**THE TASK:** Reproduce every line of the records below verbatim, with no alterations.
## START TASK INPUTS
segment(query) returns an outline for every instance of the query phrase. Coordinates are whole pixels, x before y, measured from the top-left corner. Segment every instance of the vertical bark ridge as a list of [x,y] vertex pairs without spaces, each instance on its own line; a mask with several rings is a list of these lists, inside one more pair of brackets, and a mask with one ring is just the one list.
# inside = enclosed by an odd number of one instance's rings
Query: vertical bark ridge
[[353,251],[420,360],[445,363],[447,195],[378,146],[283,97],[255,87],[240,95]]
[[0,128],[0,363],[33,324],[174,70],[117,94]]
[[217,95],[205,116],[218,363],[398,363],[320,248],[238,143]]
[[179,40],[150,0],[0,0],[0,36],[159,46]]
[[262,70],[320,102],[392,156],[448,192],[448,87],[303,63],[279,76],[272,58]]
## END TASK INPUTS
**RESULT BELOW:**
segment(query) returns an outline for every instance of the query phrase. Coordinates are whole pixels, x before y, measured from the top-left corner. Segment every instance of the vertical bark ridge as a list of [x,y] vertex pairs without spaces, each instance on its own line; a mask with several rings is a list of these lists, inside one more pair of brackets, and a mask with one ring is just the one list.
# inside = enclosed by an odd number of one instance's rings
Query: vertical bark ridge
[[353,251],[420,360],[445,363],[447,195],[378,146],[283,97],[255,87],[240,95]]
[[0,128],[0,363],[33,324],[174,70],[117,94]]
[[217,95],[205,116],[218,363],[398,363],[320,248],[238,143]]
[[179,40],[150,0],[0,0],[0,36],[159,46]]
[[262,70],[320,102],[392,156],[448,192],[448,87],[303,63],[279,76],[272,58]]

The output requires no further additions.